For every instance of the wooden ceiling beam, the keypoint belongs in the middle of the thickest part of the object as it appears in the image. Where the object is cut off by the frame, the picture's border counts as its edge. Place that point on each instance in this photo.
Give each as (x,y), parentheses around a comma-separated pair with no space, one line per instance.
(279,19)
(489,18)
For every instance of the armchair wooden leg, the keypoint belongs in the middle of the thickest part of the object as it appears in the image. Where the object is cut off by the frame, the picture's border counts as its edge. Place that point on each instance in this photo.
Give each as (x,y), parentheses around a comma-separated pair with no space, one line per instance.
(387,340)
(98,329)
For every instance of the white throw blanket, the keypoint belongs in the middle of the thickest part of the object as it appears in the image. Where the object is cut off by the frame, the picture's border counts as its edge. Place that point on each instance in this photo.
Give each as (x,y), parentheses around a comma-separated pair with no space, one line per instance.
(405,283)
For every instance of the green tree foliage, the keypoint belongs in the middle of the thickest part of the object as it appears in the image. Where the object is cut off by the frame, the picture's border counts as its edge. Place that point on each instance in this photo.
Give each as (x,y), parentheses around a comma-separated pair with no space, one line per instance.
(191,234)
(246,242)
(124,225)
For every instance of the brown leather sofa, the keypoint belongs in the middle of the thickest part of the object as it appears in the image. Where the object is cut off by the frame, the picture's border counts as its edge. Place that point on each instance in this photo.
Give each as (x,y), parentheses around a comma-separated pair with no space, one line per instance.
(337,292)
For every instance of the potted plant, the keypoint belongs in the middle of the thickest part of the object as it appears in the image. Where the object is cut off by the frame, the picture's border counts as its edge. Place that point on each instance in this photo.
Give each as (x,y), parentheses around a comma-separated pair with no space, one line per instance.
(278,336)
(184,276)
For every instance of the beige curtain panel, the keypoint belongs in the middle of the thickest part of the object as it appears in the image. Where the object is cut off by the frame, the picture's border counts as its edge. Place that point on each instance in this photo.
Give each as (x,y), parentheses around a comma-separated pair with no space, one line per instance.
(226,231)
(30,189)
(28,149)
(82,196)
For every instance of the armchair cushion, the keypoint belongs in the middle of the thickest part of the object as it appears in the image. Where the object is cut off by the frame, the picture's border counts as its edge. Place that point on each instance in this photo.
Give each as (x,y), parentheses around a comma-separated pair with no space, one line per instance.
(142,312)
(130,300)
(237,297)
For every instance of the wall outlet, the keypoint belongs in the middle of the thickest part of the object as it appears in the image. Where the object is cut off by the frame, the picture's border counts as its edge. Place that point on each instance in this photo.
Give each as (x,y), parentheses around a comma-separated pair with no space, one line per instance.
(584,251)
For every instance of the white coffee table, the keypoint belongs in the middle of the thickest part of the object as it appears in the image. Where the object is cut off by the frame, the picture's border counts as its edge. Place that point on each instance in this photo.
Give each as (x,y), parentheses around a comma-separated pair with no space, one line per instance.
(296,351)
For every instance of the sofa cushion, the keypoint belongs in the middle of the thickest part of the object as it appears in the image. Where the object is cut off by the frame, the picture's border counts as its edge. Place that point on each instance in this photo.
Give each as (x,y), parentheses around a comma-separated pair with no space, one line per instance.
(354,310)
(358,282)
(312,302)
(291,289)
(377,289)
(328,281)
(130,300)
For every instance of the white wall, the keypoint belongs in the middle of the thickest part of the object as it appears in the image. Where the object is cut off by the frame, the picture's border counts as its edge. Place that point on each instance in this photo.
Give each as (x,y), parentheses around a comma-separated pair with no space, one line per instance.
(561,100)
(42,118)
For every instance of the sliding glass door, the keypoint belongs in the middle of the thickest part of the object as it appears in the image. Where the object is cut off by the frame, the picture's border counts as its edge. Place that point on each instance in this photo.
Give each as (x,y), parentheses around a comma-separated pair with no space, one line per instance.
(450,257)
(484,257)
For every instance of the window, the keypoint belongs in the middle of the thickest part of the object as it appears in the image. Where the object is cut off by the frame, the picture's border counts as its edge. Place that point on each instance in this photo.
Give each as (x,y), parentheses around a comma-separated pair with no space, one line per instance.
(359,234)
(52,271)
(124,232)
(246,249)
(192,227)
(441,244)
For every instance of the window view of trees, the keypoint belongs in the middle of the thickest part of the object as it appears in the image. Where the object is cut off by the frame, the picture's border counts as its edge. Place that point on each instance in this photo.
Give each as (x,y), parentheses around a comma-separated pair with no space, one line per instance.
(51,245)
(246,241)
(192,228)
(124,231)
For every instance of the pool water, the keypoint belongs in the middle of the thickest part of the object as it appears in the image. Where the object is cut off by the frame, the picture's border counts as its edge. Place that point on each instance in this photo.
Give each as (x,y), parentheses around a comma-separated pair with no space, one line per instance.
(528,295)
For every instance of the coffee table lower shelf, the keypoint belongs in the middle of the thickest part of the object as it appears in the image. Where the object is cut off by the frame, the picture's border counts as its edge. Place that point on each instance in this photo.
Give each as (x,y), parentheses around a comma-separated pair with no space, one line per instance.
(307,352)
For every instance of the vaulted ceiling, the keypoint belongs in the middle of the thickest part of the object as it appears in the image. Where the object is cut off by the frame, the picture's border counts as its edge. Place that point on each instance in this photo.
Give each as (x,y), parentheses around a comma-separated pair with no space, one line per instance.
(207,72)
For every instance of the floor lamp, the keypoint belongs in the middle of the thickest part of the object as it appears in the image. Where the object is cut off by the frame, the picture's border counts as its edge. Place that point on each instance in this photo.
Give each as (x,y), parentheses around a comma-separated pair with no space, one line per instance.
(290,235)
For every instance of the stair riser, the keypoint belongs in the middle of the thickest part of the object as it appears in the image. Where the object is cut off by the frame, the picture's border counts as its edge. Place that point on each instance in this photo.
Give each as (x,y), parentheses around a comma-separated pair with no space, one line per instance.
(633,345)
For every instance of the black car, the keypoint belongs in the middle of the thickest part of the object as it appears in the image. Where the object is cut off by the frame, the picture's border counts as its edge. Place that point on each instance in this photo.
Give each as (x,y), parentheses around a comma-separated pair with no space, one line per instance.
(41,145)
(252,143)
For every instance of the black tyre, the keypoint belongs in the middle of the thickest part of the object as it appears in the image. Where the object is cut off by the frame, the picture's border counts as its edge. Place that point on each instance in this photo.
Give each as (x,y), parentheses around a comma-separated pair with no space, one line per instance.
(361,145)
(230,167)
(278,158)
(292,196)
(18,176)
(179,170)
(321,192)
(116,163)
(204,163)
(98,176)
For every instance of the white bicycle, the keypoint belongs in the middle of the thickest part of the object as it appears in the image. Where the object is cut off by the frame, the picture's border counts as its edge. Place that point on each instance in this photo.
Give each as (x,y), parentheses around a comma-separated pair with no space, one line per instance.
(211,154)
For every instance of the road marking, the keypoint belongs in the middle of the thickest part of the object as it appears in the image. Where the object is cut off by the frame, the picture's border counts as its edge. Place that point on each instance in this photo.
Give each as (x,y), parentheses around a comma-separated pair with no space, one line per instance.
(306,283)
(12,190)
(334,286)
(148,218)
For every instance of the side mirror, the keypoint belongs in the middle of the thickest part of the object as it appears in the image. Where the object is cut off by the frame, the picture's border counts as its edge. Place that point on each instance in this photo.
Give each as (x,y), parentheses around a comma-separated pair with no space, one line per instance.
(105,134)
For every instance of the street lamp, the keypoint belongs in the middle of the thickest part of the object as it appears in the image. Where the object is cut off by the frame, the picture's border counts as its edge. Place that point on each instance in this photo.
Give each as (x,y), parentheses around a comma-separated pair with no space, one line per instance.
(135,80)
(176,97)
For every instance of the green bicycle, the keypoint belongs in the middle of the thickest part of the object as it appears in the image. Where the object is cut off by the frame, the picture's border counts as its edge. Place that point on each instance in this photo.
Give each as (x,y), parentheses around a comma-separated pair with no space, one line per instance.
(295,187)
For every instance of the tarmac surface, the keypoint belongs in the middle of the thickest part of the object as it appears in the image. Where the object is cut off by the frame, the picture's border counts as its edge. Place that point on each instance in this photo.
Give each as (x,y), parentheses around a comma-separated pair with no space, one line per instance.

» **Given task**: Reproduce the stretch of the listing from the line containing "For every instance of the white bicycle, the" through the end of the listing, substituting "widest" for "thickest" and leaving everything else unchanged. Output only those lines.

» **Answer to the task**:
For every instance of the white bicycle, the keypoint belongs in the middle of the widest part of the object as it appears in the image. Where the object is cut off by the frame, the picture's border counts as its edge. Place that point on each instance in this photo.
Give each as (x,y), parentheses around a comma-separated pair with no space, one line per instance.
(211,154)
For every instance of the road marking, the keypoint belongs in the middle of the widest part of the object as it appears in the image. Where the object is cut off by the frame, the picture's border counts as its edge. Place that point on each instance in this photo.
Give each as (x,y), parentheses around a comma-separated pair with no space, one line per instance.
(306,283)
(12,190)
(334,286)
(148,218)
For every instance of the side mirror, the keypoint belongs in the middle of the widest part of the object as it appears in the image. Where the object is cut off by the frame, the picture's border counts as its edge. Place that point on each instance in this photo.
Give each as (x,y), parentheses around a comma-separated pair with no space, one line per instance.
(105,134)
For every instance of the street lamp, the keypoint belongs in the middle of the widest part of the object as it appears in the image. Where the object is cut off by the frame, the picture's border counts as its edge. Place that point on each instance in this photo.
Give each as (x,y), parentheses around a comma-separated pair with no space, one line per instance.
(135,80)
(176,97)
For every instance of the green bicycle, the keypoint belongs in the middle of the widest part of the object as it appears in the image. Where the object is cut off by the frame, the picture's border counts as its edge. Place that point on each instance in this photo.
Give each as (x,y), parentheses around a comma-separated pair with no space, one line per instance.
(295,187)
For every instance of the tarmac surface, the keypoint belongs in the middle of the widest part of the object as it appears in the image. Where the object is cut off by the frame, the picture's border counts as its edge. Place that point on each instance in this photo.
Give each as (x,y), parentheses around a comma-separated pair with no space, one line per instance.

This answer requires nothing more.